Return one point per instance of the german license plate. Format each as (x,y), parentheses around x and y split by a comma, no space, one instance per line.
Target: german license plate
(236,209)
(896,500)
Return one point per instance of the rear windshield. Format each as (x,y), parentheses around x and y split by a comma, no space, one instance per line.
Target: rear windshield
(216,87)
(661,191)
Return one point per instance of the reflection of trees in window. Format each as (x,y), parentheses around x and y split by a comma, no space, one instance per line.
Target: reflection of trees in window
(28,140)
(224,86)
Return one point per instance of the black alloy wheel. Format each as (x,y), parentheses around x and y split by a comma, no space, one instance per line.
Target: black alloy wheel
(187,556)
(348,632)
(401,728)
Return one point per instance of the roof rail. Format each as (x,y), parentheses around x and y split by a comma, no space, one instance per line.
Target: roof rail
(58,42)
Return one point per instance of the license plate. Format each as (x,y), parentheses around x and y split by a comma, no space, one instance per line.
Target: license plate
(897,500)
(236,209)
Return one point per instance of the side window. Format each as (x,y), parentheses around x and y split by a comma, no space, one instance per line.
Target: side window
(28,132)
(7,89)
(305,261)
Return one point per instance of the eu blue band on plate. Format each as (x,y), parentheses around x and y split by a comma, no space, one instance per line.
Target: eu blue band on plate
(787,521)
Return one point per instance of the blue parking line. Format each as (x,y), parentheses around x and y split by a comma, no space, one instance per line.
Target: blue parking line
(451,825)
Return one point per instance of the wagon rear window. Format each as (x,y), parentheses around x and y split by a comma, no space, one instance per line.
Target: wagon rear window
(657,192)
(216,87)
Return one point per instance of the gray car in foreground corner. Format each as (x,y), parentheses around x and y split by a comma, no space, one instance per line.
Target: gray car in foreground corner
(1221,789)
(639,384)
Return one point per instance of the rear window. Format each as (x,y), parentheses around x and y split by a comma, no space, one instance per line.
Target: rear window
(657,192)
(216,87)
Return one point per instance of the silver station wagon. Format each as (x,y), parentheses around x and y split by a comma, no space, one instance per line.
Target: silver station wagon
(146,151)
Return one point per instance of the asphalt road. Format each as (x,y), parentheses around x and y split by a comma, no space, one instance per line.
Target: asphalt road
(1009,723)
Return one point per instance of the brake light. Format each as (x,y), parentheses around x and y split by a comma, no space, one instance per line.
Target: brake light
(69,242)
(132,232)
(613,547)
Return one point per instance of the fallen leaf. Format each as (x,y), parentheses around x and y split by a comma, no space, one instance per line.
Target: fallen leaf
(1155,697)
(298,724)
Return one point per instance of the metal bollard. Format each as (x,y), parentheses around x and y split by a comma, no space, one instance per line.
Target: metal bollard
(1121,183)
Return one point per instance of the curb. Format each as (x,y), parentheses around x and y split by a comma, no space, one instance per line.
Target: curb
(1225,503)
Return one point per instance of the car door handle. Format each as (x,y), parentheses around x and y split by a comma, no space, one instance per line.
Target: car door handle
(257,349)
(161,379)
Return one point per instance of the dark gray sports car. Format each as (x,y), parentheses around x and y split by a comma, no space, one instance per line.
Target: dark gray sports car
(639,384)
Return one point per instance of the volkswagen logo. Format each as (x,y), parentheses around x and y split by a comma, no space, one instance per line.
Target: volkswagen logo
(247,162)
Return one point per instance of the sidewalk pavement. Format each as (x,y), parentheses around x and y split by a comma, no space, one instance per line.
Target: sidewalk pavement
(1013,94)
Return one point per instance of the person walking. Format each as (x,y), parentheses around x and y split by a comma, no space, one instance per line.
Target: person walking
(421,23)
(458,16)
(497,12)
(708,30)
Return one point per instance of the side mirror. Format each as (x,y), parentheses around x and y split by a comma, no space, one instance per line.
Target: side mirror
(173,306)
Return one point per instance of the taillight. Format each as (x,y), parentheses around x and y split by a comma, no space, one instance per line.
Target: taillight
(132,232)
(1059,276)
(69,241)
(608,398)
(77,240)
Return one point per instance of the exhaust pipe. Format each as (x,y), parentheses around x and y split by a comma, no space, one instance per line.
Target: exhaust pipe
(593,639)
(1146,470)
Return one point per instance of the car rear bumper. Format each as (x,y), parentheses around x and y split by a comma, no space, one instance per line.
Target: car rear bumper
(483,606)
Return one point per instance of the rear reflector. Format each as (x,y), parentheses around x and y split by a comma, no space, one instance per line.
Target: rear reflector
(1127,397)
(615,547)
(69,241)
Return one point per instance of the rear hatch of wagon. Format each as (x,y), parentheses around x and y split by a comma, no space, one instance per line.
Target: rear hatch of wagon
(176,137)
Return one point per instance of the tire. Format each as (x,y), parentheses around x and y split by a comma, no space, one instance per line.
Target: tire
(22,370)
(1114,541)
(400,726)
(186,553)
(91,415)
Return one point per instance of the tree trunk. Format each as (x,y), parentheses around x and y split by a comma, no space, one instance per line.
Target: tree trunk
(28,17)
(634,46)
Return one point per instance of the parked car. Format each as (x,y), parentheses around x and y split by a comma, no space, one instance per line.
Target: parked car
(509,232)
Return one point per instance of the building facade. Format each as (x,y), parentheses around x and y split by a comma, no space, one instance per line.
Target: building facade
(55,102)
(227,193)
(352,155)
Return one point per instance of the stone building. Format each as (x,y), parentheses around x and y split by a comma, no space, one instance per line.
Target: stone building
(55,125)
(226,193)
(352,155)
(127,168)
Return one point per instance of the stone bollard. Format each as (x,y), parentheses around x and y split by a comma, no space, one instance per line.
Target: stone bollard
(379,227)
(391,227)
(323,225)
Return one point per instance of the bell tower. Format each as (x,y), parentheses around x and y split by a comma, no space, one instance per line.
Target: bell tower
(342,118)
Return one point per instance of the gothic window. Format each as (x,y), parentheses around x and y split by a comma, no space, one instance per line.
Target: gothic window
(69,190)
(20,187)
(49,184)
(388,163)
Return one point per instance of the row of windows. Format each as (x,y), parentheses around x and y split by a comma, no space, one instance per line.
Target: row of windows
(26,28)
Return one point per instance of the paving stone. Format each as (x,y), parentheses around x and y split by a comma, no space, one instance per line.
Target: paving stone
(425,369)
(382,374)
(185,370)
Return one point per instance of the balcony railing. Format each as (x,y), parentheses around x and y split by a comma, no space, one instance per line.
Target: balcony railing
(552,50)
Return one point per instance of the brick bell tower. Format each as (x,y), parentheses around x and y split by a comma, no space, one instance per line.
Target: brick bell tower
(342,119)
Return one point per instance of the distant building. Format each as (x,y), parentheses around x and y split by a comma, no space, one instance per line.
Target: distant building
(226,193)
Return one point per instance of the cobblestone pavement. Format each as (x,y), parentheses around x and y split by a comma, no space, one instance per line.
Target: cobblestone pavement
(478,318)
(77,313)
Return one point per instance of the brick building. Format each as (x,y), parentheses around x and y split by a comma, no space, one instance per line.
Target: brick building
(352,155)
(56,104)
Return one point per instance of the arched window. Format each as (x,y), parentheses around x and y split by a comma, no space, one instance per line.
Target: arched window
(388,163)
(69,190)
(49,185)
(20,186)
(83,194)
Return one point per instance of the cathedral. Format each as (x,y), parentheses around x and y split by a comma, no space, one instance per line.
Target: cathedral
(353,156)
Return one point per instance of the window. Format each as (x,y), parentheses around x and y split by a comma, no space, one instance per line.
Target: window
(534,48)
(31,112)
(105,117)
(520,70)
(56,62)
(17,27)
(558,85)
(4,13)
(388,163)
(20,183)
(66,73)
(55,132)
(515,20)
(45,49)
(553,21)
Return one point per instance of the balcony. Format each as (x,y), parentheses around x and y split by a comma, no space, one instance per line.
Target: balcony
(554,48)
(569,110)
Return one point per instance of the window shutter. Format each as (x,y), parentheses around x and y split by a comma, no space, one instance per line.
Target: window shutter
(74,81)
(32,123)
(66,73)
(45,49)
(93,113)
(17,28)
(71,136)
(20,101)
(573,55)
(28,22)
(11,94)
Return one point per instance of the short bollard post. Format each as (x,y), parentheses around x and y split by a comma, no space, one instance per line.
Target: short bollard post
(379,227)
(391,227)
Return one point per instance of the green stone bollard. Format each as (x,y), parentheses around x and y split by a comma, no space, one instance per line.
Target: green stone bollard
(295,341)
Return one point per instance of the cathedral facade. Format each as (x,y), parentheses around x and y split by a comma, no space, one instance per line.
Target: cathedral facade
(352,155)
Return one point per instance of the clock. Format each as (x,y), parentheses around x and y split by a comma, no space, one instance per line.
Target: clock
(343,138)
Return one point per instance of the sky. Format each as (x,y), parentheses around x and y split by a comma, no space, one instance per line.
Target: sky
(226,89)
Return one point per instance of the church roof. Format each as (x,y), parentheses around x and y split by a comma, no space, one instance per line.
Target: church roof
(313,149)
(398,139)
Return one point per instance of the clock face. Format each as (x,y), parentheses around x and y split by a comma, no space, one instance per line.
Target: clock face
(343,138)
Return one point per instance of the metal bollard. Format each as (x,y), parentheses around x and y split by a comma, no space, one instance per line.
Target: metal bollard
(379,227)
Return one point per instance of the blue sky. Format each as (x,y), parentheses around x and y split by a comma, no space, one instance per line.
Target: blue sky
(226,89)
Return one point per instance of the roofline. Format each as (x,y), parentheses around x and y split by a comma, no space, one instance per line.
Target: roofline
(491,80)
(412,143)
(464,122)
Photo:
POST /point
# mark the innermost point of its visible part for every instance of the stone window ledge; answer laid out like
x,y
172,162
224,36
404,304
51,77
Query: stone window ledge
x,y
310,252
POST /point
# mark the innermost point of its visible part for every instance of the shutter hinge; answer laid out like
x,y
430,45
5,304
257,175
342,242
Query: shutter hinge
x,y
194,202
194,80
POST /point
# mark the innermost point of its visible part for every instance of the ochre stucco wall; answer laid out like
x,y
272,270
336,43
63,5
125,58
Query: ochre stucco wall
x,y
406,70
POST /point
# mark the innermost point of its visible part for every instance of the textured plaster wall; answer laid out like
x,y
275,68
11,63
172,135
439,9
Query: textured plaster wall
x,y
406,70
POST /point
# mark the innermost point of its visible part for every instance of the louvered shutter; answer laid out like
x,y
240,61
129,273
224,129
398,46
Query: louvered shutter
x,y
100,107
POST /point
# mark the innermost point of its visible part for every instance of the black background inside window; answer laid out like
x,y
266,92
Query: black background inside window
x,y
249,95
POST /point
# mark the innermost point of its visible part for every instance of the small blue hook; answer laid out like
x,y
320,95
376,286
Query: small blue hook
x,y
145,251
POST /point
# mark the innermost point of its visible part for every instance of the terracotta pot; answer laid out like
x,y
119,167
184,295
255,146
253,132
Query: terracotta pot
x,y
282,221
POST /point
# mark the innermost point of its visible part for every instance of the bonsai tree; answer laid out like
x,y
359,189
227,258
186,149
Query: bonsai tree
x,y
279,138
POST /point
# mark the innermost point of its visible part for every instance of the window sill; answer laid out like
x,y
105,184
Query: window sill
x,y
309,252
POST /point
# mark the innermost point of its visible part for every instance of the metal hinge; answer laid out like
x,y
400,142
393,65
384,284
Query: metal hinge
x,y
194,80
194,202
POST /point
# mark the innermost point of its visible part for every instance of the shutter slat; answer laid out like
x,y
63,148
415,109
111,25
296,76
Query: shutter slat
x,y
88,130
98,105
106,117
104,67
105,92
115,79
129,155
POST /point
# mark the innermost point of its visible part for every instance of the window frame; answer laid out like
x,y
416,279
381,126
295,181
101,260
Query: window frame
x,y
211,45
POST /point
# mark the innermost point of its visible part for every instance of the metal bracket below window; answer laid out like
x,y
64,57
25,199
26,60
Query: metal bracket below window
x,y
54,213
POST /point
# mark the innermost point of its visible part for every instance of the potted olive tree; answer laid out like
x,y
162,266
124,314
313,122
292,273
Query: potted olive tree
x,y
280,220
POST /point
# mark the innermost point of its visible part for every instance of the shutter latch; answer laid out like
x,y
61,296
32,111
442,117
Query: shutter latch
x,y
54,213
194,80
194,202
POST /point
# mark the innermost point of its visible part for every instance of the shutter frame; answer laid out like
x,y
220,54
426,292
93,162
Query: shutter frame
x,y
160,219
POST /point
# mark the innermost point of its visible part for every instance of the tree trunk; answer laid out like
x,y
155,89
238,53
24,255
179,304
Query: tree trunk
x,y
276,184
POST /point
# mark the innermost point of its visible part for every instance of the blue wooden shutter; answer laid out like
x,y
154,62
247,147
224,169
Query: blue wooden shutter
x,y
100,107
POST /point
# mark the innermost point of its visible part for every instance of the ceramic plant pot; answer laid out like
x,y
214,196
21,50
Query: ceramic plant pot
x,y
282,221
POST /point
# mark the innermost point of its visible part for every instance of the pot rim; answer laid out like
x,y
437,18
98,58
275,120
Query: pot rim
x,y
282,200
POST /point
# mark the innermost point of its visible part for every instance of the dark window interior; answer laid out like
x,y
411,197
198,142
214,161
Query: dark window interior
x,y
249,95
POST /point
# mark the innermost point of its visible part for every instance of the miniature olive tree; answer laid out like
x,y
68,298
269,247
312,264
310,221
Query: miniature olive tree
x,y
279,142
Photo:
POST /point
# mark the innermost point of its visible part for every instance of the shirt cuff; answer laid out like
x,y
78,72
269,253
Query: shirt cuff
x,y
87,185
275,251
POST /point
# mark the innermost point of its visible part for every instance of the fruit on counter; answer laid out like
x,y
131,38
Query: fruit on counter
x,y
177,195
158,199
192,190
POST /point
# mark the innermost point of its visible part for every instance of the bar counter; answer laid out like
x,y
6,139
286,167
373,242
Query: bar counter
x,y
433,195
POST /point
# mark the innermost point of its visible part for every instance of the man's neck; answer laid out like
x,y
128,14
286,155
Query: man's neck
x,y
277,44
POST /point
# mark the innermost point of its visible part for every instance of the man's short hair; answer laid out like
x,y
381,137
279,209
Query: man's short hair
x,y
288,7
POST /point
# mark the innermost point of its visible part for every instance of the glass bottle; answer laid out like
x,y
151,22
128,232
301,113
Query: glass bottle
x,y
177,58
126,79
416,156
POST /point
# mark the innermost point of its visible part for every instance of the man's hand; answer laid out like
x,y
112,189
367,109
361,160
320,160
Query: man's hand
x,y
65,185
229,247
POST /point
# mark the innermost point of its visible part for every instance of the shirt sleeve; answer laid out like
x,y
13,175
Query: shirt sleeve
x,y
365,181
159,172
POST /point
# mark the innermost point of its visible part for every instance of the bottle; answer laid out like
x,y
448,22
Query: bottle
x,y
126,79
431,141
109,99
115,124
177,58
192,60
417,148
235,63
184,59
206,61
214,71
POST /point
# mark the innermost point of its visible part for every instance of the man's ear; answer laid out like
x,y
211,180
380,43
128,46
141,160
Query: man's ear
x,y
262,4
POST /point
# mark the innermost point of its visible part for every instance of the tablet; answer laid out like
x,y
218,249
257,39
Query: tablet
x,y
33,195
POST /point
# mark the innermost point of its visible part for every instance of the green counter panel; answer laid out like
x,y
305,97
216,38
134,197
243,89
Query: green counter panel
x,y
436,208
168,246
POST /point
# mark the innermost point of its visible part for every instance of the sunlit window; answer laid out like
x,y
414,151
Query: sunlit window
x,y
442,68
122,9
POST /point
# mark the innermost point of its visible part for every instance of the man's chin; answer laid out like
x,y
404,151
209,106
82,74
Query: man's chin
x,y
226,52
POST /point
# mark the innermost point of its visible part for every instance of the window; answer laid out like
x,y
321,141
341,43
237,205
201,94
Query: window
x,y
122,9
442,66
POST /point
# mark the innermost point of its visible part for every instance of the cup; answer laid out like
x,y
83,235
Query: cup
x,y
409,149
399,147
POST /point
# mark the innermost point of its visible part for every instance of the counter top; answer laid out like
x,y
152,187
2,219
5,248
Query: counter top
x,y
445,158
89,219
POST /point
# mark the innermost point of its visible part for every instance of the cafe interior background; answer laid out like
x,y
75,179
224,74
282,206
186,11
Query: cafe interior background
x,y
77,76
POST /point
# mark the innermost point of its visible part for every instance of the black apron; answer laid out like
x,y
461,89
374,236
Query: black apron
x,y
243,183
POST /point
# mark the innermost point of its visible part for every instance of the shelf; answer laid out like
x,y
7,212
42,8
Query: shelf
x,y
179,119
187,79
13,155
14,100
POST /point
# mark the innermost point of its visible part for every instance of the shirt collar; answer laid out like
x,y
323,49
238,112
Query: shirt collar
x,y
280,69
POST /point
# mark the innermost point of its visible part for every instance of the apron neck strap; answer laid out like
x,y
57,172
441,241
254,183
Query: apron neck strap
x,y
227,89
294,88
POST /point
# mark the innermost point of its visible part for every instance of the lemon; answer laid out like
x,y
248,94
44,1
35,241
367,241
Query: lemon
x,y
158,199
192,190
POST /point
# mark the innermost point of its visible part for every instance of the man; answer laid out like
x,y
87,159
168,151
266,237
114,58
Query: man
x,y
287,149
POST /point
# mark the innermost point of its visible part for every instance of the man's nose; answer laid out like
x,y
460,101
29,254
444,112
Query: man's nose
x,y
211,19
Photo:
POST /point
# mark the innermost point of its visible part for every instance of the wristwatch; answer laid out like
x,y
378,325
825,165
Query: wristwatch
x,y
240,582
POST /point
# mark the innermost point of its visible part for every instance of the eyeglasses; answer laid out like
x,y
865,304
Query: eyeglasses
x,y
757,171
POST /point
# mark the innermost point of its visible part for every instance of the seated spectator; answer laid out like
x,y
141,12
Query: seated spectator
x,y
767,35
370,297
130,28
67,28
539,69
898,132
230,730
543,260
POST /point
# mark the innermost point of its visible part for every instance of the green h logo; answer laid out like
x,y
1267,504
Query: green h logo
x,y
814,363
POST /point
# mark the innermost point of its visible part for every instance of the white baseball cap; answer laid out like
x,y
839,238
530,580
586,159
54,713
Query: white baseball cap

=== Problem to solve ===
Go through the records above and count the lines with the word "baseball" in them. Answer with the number only.

=== Reply ===
2